- Work required
Copy exactly the lines of the data below that run from the line holding "Target: photographer" through the line holding "Point to the video", both ends included.

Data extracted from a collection
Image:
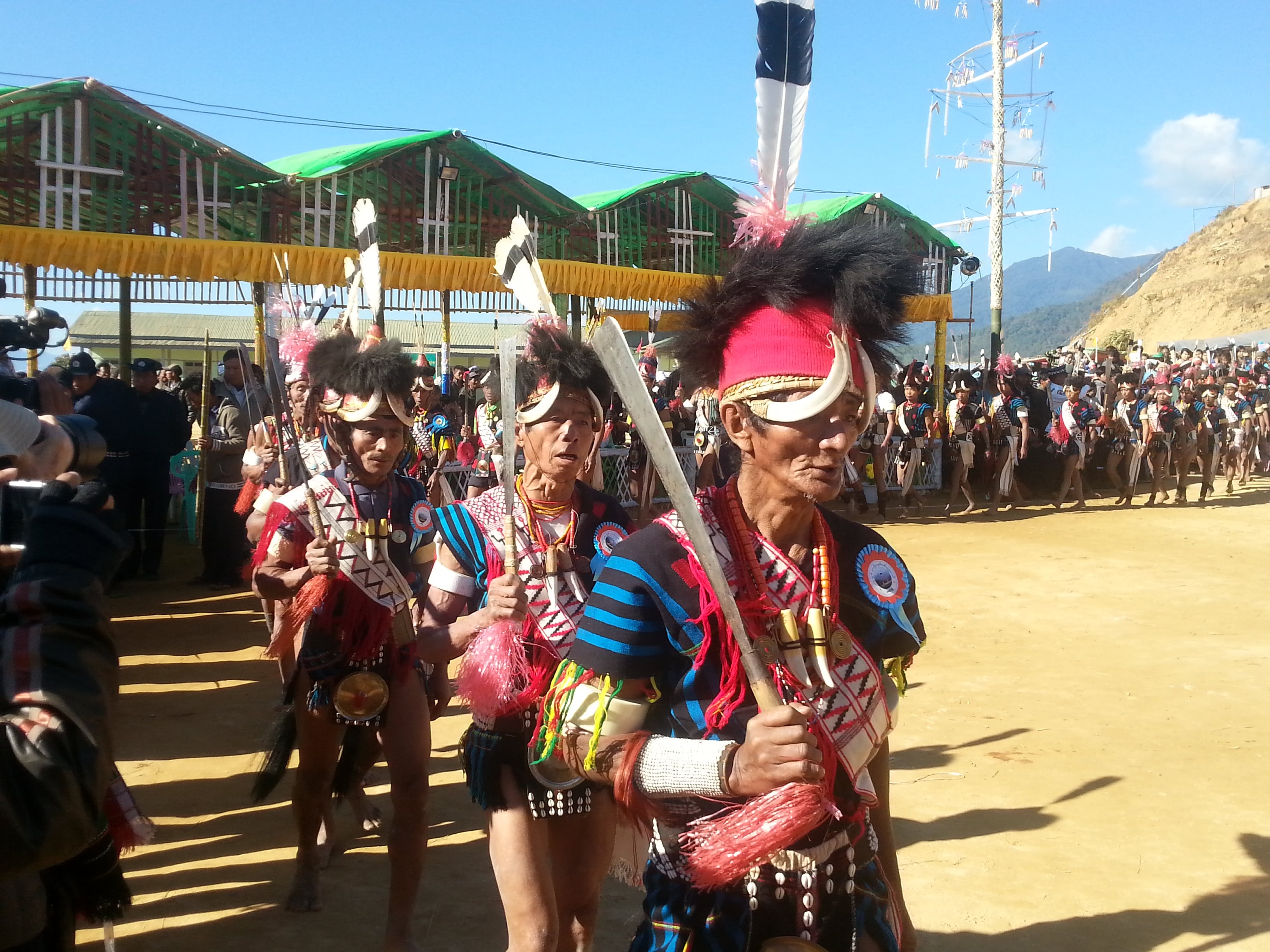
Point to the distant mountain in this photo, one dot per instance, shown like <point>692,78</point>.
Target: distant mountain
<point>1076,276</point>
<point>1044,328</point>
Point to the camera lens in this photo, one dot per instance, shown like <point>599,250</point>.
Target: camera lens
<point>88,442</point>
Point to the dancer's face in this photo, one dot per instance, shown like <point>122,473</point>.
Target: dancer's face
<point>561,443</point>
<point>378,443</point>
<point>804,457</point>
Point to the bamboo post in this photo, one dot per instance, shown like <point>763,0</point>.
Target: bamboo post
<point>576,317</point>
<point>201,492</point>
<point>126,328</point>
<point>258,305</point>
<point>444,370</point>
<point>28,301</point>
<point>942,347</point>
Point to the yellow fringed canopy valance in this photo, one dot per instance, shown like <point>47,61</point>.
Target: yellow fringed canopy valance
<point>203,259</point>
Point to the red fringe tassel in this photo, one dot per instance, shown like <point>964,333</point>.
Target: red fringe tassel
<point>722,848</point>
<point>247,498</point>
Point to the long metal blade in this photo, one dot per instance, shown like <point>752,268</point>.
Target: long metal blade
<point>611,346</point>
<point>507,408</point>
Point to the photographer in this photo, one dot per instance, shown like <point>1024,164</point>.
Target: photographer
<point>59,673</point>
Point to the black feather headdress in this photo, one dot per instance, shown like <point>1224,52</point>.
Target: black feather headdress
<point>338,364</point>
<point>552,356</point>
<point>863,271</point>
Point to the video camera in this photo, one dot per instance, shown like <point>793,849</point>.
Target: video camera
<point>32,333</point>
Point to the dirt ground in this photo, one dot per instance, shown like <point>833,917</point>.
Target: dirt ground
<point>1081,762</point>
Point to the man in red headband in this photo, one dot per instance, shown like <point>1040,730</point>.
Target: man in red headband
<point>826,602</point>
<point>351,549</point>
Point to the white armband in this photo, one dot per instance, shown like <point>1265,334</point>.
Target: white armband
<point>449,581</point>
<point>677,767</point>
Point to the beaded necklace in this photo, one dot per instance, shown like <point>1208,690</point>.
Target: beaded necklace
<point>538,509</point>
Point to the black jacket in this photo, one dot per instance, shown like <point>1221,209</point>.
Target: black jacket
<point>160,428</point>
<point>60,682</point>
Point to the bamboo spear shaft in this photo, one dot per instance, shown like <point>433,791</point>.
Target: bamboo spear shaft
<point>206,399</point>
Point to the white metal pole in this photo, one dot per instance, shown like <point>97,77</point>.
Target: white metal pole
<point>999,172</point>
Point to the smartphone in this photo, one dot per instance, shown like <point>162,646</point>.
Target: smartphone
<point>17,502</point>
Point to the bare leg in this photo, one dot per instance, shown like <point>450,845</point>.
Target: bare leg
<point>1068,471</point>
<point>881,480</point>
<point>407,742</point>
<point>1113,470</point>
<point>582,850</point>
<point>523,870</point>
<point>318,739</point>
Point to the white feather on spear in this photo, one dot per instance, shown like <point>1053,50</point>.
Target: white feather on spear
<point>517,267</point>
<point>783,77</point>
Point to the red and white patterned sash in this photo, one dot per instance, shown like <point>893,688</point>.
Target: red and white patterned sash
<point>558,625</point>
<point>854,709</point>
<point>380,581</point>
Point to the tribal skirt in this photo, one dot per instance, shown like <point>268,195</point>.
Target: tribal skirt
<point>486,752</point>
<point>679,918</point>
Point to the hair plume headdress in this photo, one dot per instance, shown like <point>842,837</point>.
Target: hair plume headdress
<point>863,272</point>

- Expected output
Target: photographer
<point>59,673</point>
Point to the black feather headdress in this photo, one dot per instance, shown like <point>1224,52</point>.
Target: black feather headdress
<point>338,364</point>
<point>552,356</point>
<point>863,271</point>
Point to the video camera in this photo, one dot per instance, shown like <point>793,849</point>.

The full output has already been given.